-- BEGIN Text segment --
There are 118 teams competing in the NCAA’s Football Championship Subdivision.

This season, as has been the case for most of the last decade, the University of Northern Iowa has been among the elite programs in the nation.

The fourth-ranked Panthers (10-2) look to continue their tradition of excellence in the postseason Saturday at 5:05 p.m. when they take on No. 20 UMaine at the UNI-Dome in Cedar Falls, Iowa.

“Their consistency over the years is almost unmatched in the country when you talk about winning year in and year out,” said UMaine head coach Jack Cosgrove. “They’re always in the tournament, they’re hosting games, and they have a great environment.”

Northern Iowa, coached by Mark Farley, is making its 14th NCAA postseason appearance, this year as the No. 3 national seed. The Panthers, who earned an at-large bid coming out of the new Missouri Valley Football Conference, have won six straight first-round games.

“I think No. 1 it’s the consistency in recruiting,” Farley said. “We rely on our tradition but that doesn’t win games. That allows us to sit in homes and talk about the possibilities.
-- END Text segment --
■ **What is required**
Can you resume the article on Northern Iowa's playoff game against UMaine, picking up after its final sentence?
-- BEGIN Raw data --
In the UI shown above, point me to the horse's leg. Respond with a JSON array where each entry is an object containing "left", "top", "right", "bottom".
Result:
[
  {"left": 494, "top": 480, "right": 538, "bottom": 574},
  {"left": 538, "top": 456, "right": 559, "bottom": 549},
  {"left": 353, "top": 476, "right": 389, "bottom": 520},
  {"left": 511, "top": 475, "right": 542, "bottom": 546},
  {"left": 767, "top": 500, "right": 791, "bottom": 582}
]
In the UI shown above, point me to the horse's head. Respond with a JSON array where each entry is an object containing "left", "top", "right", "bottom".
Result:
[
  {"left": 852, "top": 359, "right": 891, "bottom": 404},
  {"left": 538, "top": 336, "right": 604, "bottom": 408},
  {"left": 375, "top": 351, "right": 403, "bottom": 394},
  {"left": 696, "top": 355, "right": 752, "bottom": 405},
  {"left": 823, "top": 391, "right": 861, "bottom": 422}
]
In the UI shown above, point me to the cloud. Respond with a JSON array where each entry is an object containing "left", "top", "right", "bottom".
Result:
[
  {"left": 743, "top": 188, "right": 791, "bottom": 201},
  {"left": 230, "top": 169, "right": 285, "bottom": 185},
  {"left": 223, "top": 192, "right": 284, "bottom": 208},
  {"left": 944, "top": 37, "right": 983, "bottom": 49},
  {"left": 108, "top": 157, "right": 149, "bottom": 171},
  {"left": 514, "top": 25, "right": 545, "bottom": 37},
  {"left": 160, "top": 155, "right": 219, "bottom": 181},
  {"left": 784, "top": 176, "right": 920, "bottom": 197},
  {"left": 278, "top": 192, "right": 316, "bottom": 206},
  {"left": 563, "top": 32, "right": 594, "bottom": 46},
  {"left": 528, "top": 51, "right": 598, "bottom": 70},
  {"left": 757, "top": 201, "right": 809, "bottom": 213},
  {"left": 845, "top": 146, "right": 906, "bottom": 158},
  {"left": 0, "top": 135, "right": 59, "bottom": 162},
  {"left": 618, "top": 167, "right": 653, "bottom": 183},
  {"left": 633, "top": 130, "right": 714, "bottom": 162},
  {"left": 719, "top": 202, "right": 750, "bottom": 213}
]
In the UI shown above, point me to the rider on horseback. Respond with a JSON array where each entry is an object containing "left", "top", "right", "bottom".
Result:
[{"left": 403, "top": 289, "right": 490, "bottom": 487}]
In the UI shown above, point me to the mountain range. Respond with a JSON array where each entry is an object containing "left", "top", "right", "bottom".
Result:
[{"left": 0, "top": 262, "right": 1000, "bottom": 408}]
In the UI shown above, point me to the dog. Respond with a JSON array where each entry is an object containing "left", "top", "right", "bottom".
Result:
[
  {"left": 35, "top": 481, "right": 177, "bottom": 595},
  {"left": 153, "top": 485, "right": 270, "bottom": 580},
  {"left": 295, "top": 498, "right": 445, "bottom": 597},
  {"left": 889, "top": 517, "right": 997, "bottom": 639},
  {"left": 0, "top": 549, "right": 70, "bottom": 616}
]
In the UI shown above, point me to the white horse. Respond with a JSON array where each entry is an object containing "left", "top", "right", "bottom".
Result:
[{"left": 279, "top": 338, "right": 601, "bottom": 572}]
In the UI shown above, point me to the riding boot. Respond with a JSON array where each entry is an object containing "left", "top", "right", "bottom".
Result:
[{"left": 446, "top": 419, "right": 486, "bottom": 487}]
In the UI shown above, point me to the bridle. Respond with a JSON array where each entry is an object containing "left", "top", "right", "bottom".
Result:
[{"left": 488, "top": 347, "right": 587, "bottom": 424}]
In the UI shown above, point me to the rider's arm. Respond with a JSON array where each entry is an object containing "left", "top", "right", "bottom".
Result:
-- END Raw data --
■ **Exercise response**
“That comes from a consistent recruiting philosophy and the consistent players that bring in the type of work ethic and talent that we need to build off of,” he added.

UNI’s success this season has been built around defense. The Panthers have been among the stingiest teams in the country, affording opponents only 16.3 points per game.

They rank 19th in total defense, giving up 302.6 yards per contest, including only 107.5 yards per game via the run.

The Panthers are paced by linebackers Josh Mahoney (106 tackles) and De’Veon Harris (83) and strong safety Darrell Lloyd (80).

“They’re very athletic on both sides of the ball,” Cosgrove said. “They play team defense, run pursuit, tackle hard, tackle well. I like the way they play football.”

UNI has allowed more than 20 points in a game only twice while posting two shutouts. The Panthers also are plus-15 in turnover margin. They have turned the ball over just 14 times while taking away 16 interceptions and 13 fumbles.

On the offensive side, Northern Iowa is big, strong, fast and versatile. The unit operates with an offensive line that averages almost 6-foot-5 and 301 pounds.

That group opens holes for running backs Corey Lewis and Derek Law, who have combined for 1,769 yards and 16 touchdowns. Lewis goes into the game needing 25 yards to become UNI’s career rushing leader. He has rolled up 3,811 yards and 37 TDs.

“Corey means so much to our program,” said Farley. “He’s just so versatile as far as catching the ball out of the backfield, protecting our quarterbacks in coverages. At the same time, we’re looking at his numbers and hopefully we can rush and he’ll get his 25 yards he needs to break the all-time record.”

“He’s as good as we can expect to see in our division,” Cosgrove said of Lewis.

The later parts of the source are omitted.